**Requirement 1**
Can you restate the passage on the FDA's Fast Track designation, starting at "The FDA established" and ending at "of related patents.", swapping "Fast Track" for "Accelerated Path" each time it occurs?
**Requirement 2**
How would the passage on the FDA's Fast Track designation go on after its final sentence? Carry it forward from there.

··· Text under study

The FDA established the Fast Track designation process to facilitate the development and expedite the review of drugs intended to treat serious or life-threatening conditions, and that demonstrate the potential to address unmet medical needs. Through the Fast Track program, a product may be eligible for priority review at the time of a new drug application (NDA) filing and may also be eligible to submit completed sections of the NDA on a rolling basis before the complete application is submitted. These expedited processes can significantly cut down the development time and cost associated with bringing a drug to market, and the orphan-drug designation also allows for 7 years of market exclusivity even after expiration of related patents.

······
··· Input data

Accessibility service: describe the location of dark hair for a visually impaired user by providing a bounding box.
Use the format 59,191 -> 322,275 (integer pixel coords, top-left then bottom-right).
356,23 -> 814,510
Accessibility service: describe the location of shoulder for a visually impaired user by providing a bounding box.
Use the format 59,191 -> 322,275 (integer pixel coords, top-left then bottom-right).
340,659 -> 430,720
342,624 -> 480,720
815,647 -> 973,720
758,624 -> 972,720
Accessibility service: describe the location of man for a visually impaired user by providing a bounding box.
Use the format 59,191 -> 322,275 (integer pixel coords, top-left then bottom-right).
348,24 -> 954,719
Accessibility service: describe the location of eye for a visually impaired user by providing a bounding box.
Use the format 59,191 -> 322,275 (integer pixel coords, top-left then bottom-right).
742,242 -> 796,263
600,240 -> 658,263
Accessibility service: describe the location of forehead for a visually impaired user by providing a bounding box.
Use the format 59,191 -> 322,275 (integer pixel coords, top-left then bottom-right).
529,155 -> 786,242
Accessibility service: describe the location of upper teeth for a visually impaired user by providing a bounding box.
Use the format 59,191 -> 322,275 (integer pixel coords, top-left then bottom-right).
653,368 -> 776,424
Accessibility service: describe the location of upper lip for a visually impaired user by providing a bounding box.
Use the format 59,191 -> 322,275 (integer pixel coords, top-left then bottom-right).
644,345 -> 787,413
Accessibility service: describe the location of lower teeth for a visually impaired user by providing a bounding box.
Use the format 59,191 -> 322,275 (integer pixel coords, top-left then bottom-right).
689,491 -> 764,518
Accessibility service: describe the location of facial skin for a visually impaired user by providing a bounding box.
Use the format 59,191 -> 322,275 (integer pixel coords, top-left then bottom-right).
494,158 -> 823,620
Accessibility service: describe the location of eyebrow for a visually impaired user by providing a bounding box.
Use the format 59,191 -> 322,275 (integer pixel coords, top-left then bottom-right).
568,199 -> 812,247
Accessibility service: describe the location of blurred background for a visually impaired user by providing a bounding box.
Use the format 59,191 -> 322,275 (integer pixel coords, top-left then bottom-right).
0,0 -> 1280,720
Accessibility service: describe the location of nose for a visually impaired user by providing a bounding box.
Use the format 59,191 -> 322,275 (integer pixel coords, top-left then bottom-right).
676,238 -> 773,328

······

**Exercise response 1**
The FDA established the Accelerated Path designation process to facilitate the development and expedite the review of drugs intended to treat serious or life-threatening conditions, and that demonstrate the potential to address unmet medical needs. Through the Accelerated Path program, a product may be eligible for priority review at the time of a new drug application (NDA) filing and may also be eligible to submit completed sections of the NDA on a rolling basis before the complete application is submitted. These expedited processes can significantly cut down the development time and cost associated with bringing a drug to market, and the orphan-drug designation also allows for 7 years of market exclusivity even after expiration of related patents.

**Exercise response 2**
About Amyotrophic Lateral Sclerosis
Amyotrophic lateral sclerosis (ALS), also known as Lou Gehrig’s disease, is a rare neurodegenerative disease of unknown causes where the motor neurons necessary to move muscles in the body are destroyed, leading to paralyzation of all muscles, such as those in the tongue, neck, and the limbs. The disease occurs mostly in adults and average life expectancy is 2-5 years of symptoms onset. According to the National Institutes of Health (NIH), prevalence of ALS in the U.S. is 3.9 cases per 100,000 persons, and there are currently an estimated of 450,000 patients around the worldi. With roughly 20,000-30,000 patients in the U.S currently, there are an estimated 6,400 new patients are diagnosed with the diseased every year. (ref: ALS TDI, ALS Association).